Objective
Copy the lines below word for word, starting at the line with "Every instance of the wispy" and ending with the line with "pixel 121 43", both included. Omit the pictures.

Records supplied
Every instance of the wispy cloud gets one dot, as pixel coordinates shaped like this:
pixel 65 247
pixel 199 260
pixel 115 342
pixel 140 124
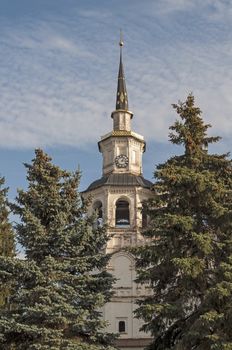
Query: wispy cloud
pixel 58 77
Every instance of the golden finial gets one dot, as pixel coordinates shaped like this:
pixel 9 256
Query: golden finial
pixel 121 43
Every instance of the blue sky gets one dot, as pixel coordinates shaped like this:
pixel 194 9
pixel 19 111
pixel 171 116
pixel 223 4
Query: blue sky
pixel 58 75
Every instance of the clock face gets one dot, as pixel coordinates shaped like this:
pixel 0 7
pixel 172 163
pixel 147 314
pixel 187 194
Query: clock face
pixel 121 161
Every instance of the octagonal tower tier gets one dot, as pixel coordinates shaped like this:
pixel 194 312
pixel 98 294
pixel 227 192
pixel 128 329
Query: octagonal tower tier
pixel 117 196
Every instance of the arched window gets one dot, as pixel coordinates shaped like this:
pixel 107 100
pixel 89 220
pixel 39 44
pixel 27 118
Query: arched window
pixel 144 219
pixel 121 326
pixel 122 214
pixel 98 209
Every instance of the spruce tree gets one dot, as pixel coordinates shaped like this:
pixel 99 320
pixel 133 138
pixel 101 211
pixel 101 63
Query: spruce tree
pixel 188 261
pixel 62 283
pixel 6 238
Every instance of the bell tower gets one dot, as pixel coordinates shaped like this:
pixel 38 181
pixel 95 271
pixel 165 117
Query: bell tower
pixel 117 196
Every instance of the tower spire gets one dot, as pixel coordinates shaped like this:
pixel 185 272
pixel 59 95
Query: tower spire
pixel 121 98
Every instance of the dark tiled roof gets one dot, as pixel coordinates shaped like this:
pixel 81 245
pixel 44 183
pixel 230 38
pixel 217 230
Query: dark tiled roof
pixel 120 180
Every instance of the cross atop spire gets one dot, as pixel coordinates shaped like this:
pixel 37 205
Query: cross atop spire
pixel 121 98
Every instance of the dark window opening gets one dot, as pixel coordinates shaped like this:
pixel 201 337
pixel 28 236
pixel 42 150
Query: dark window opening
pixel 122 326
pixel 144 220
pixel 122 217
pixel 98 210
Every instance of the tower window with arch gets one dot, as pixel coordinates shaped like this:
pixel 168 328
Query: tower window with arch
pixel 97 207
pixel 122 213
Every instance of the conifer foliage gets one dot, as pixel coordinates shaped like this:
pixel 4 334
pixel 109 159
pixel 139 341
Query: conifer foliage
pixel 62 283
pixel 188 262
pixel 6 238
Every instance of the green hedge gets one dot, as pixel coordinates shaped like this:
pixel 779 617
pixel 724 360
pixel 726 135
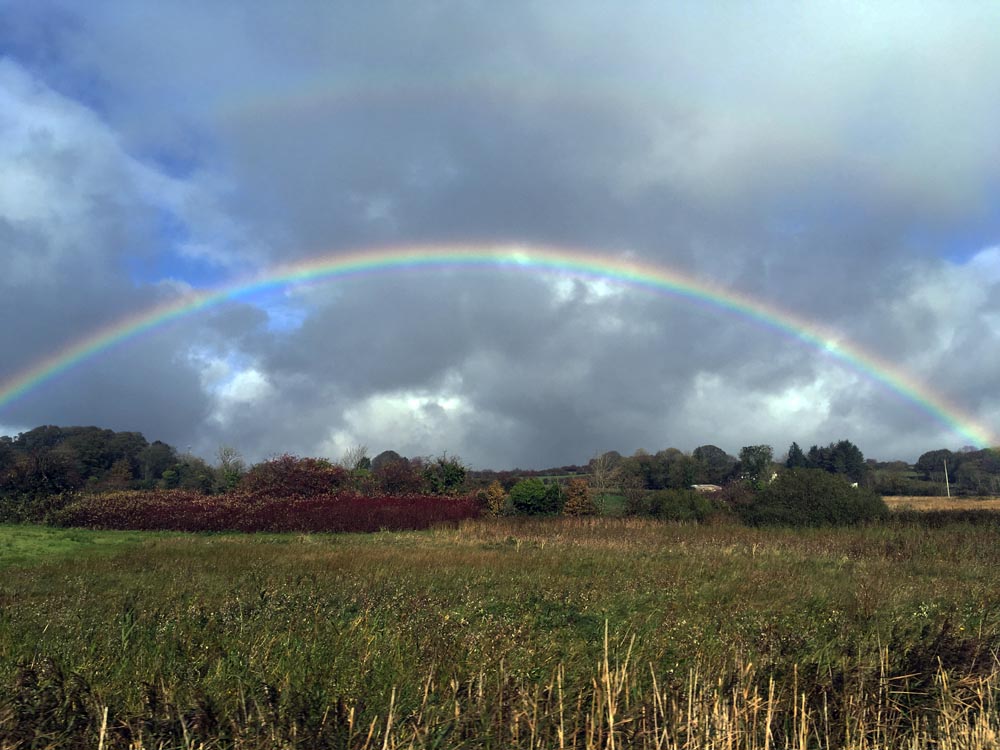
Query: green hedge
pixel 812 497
* * *
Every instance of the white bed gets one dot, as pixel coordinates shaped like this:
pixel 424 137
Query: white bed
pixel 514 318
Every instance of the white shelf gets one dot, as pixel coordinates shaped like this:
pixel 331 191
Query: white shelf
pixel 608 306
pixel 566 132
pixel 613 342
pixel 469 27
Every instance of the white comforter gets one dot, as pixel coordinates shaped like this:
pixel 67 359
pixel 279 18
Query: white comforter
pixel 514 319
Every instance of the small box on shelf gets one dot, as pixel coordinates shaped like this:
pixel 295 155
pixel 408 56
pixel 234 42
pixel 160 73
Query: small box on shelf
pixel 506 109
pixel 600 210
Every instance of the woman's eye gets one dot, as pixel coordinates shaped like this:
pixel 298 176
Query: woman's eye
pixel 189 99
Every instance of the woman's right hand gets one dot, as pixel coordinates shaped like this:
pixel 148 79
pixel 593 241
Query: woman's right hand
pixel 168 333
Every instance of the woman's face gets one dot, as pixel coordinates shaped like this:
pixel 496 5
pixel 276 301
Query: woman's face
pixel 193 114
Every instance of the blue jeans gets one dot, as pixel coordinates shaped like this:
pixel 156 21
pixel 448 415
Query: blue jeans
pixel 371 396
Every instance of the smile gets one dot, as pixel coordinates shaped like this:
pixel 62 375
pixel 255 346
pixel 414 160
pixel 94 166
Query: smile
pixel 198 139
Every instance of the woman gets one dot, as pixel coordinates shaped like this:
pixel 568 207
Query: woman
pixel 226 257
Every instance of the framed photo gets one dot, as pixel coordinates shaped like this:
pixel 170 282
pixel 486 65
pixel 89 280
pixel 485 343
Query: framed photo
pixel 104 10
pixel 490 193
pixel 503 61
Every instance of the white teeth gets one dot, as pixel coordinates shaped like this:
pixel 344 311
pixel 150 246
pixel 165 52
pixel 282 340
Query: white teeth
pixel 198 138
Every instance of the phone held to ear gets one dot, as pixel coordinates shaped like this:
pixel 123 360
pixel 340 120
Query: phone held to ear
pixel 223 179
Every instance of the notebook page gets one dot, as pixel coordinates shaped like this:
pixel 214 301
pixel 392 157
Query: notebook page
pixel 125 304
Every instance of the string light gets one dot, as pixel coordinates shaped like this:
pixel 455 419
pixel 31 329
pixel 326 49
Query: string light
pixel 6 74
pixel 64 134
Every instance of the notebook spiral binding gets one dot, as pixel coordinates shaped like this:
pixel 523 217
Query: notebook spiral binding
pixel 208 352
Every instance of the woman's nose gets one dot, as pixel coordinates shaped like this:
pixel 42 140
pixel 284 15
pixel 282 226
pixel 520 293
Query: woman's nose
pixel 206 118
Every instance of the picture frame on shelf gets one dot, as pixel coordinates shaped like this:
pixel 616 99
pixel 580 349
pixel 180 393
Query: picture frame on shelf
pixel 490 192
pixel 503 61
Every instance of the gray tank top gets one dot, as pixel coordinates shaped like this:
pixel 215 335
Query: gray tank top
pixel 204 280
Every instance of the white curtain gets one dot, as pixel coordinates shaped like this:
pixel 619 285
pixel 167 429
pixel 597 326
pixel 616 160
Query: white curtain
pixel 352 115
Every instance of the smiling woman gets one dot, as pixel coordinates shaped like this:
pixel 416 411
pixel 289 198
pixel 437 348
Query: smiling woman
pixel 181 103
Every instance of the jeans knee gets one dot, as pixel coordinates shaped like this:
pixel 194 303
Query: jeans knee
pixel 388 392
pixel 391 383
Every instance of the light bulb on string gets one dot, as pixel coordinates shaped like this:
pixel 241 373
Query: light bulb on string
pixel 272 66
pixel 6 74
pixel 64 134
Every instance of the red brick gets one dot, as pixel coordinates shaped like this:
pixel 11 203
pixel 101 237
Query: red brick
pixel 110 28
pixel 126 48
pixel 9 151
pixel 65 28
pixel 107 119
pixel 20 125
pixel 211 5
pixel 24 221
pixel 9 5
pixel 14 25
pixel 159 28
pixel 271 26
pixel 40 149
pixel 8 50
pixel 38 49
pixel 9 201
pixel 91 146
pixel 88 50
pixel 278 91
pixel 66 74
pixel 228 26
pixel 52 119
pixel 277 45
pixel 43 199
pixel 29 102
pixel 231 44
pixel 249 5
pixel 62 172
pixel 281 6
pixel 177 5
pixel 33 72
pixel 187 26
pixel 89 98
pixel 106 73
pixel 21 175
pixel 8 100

Written answer
Every instance of the wispy cloud gets one dot, as pixel coordinates shaped like this:
pixel 65 247
pixel 199 260
pixel 115 342
pixel 140 124
Query: wispy cloud
pixel 58 77
Every instance of the golden finial gets one dot, as pixel coordinates shaped like this:
pixel 9 256
Query: golden finial
pixel 121 43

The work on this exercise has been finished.